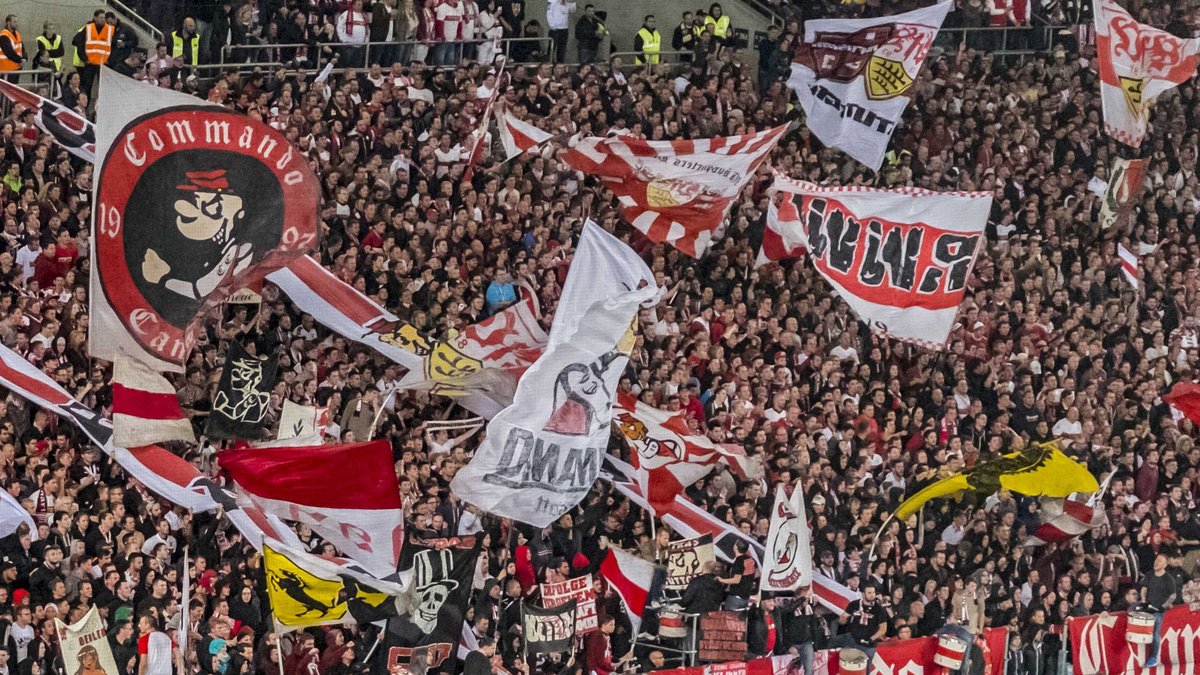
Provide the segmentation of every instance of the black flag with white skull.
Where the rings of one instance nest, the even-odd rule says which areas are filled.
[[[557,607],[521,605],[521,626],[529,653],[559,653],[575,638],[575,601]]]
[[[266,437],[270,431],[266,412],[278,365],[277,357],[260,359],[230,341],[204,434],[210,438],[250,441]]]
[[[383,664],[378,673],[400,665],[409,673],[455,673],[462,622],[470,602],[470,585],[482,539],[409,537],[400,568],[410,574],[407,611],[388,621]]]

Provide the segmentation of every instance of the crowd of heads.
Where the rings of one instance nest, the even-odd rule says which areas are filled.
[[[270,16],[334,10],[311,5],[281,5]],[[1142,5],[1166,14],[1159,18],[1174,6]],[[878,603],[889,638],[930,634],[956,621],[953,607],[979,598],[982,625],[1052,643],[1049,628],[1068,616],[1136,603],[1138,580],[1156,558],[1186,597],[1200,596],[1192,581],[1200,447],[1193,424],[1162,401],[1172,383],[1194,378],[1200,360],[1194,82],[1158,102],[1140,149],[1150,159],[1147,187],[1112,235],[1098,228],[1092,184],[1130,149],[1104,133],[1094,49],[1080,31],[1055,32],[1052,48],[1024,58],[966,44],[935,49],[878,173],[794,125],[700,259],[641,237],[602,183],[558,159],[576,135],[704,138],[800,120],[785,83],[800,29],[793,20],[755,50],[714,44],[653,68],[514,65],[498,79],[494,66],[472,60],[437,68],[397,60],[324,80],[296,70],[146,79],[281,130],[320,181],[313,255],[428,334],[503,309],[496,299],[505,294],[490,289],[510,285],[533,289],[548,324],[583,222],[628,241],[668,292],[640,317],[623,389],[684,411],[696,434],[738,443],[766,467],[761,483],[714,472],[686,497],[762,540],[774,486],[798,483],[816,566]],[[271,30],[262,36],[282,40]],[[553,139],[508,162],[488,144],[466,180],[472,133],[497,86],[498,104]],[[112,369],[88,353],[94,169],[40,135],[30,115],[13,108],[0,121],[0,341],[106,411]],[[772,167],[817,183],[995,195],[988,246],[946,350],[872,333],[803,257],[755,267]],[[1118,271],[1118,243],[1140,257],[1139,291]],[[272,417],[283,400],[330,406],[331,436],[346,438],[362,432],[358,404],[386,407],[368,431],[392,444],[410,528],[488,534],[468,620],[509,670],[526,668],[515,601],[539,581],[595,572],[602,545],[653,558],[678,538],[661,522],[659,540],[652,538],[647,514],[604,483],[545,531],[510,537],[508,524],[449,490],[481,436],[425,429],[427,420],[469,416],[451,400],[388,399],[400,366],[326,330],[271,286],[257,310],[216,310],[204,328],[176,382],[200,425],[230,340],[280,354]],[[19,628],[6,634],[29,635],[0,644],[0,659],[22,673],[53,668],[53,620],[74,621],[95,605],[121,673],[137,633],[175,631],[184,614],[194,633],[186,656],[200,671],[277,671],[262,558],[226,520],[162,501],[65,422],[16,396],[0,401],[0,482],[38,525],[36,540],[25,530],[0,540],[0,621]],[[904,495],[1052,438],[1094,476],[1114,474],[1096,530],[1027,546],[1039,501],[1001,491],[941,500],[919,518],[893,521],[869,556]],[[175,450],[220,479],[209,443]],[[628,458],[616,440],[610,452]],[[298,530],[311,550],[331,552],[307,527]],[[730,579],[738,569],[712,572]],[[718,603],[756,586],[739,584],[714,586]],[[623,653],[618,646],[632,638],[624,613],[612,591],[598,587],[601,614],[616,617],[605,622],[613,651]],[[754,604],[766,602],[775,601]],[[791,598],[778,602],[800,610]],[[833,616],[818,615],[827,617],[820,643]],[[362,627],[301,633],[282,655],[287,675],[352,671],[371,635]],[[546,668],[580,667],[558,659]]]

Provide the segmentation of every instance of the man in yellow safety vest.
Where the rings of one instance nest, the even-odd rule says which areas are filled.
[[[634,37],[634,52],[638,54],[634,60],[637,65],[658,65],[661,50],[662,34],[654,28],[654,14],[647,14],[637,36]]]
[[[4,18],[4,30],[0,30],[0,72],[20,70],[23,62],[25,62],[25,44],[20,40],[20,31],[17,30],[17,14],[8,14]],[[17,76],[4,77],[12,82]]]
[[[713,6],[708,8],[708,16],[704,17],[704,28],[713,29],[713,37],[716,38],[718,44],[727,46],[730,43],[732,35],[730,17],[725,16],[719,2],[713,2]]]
********
◆ Objective
Render every line of the records above as a JSON array of strings, one string per line, leaving out blank lines and the pictures.

◆ The result
[
  "Provide the segmentation of every instance of the black flag with white skull.",
  "Where the rings of one instance nest, the even-odd rule says which areas are filled.",
  "[[[557,607],[521,605],[521,626],[529,653],[559,653],[575,638],[575,601]]]",
  "[[[266,437],[270,431],[266,412],[278,365],[277,357],[260,359],[230,341],[204,434],[210,438],[250,441]]]",
  "[[[383,664],[378,673],[400,665],[409,673],[455,673],[462,622],[470,602],[470,585],[482,539],[409,537],[400,568],[410,574],[407,611],[388,621]]]",
  "Provide the segmentation of every instance of the crowd of heads.",
  "Where the rings of one instance nest, the even-odd rule says which areas are filled.",
  "[[[270,16],[334,10],[311,5],[281,5]],[[1142,5],[1166,14],[1159,18],[1174,6]],[[878,603],[889,638],[930,634],[956,621],[953,607],[979,598],[982,625],[1052,643],[1049,628],[1068,616],[1136,603],[1138,580],[1156,558],[1186,597],[1200,596],[1192,581],[1200,447],[1193,424],[1162,401],[1172,383],[1194,378],[1200,360],[1194,82],[1158,102],[1140,149],[1150,159],[1147,187],[1112,235],[1098,228],[1092,184],[1130,149],[1104,133],[1094,49],[1080,31],[1055,32],[1052,48],[1024,58],[966,44],[935,49],[878,173],[794,125],[700,259],[641,237],[602,183],[558,159],[576,135],[704,138],[800,120],[785,83],[800,29],[793,20],[755,50],[714,44],[653,68],[514,65],[498,79],[494,66],[472,60],[437,68],[397,60],[324,80],[296,70],[146,79],[281,130],[320,181],[313,255],[428,334],[503,309],[496,299],[505,294],[490,289],[510,285],[533,289],[548,324],[583,222],[628,241],[668,292],[640,317],[623,389],[684,411],[696,434],[738,443],[766,467],[761,483],[714,472],[686,497],[762,540],[774,486],[798,483],[816,566]],[[271,30],[262,36],[282,40]],[[553,139],[508,162],[488,144],[466,180],[472,133],[497,86],[498,104]],[[112,369],[88,353],[94,169],[40,135],[30,115],[13,108],[0,121],[0,341],[106,411]],[[772,167],[817,183],[995,195],[988,246],[946,350],[872,333],[803,257],[755,267]],[[1118,271],[1118,243],[1140,257],[1139,291]],[[272,417],[283,400],[330,406],[331,436],[346,438],[362,432],[358,404],[386,407],[368,431],[392,444],[410,528],[488,534],[468,620],[509,670],[526,668],[515,601],[539,581],[595,572],[602,545],[653,558],[678,538],[661,522],[659,540],[652,538],[647,514],[604,483],[545,531],[510,537],[508,524],[449,490],[481,436],[425,429],[427,420],[469,416],[451,400],[388,399],[400,366],[326,330],[271,286],[257,310],[216,310],[204,328],[176,382],[200,425],[230,340],[280,354]],[[19,628],[6,634],[29,635],[0,644],[0,659],[22,673],[53,668],[53,620],[74,621],[95,605],[121,673],[137,633],[175,631],[184,614],[194,633],[186,656],[200,671],[277,671],[262,558],[226,520],[162,501],[65,422],[16,396],[0,401],[0,482],[38,525],[36,540],[25,530],[0,540],[0,621]],[[904,495],[1052,438],[1094,476],[1114,474],[1096,530],[1027,546],[1039,501],[1001,491],[941,500],[919,518],[893,521],[869,556]],[[175,450],[220,479],[209,443]],[[628,458],[616,440],[610,452]],[[298,530],[311,550],[331,552],[307,527]],[[730,579],[738,569],[712,572]],[[718,603],[756,586],[739,584],[714,586]],[[623,653],[618,646],[632,638],[624,613],[612,591],[598,587],[601,614],[616,617],[605,622],[613,651]],[[754,604],[766,602],[775,601]],[[791,598],[778,602],[800,610]],[[833,616],[818,615],[827,617],[820,643]],[[362,627],[301,633],[282,655],[287,675],[352,671],[371,635]],[[546,668],[580,667],[558,659]]]",
  "Provide the segmentation of every instance of the man in yellow safety vest.",
  "Where the rings of one instance nest, the even-odd rule says which areas are filled.",
  "[[[634,37],[634,52],[638,54],[634,60],[637,65],[658,65],[661,50],[662,34],[654,28],[654,14],[647,14],[637,36]]]",
  "[[[4,18],[4,30],[0,30],[0,72],[20,70],[23,62],[25,62],[25,44],[20,40],[20,31],[17,30],[17,14],[8,14]],[[17,76],[4,77],[12,82]]]",
  "[[[713,6],[708,8],[708,16],[704,17],[704,28],[713,29],[713,37],[716,38],[718,44],[727,46],[730,43],[732,35],[730,17],[725,16],[719,2],[713,2]]]"
]